* _Data extracted from a collection_:
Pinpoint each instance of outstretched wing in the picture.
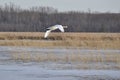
[58,26,64,32]
[44,30,51,38]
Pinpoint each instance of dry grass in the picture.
[0,32,120,49]
[11,52,120,69]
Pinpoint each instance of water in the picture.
[0,46,120,80]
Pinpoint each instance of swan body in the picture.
[44,25,67,38]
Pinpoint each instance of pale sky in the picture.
[0,0,120,12]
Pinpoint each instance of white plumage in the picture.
[44,25,67,38]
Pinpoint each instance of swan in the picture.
[44,25,67,38]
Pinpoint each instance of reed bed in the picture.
[0,32,120,49]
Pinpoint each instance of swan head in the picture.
[63,26,68,28]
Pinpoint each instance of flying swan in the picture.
[44,25,67,38]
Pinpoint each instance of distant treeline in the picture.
[0,4,120,32]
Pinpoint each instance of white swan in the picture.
[44,25,67,38]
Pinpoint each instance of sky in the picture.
[0,0,120,13]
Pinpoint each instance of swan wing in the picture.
[58,26,64,32]
[44,30,51,38]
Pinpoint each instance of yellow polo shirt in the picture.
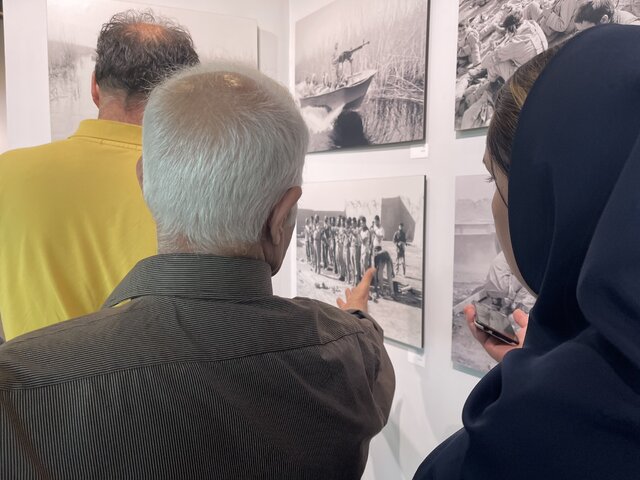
[0,120,157,339]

* _WHAT YOU HAVE TO DO_: Rewrite the part of the listing that opens with the line containing "Pinpoint each instance of reed" and closes with the line containing "[0,4,120,32]", swapping "distant treeline" for "far tree line" and keeping everything else the same.

* _CORRECT RESULT_:
Pinpoint each instance of reed bed in the picture.
[0,32,120,49]
Pinpoint each instance of swan head in the picture.
[63,26,68,28]
Pinpoint each instance of flying swan in the picture.
[44,25,67,38]
Pinpoint each instance of far tree line in the picture.
[0,4,120,32]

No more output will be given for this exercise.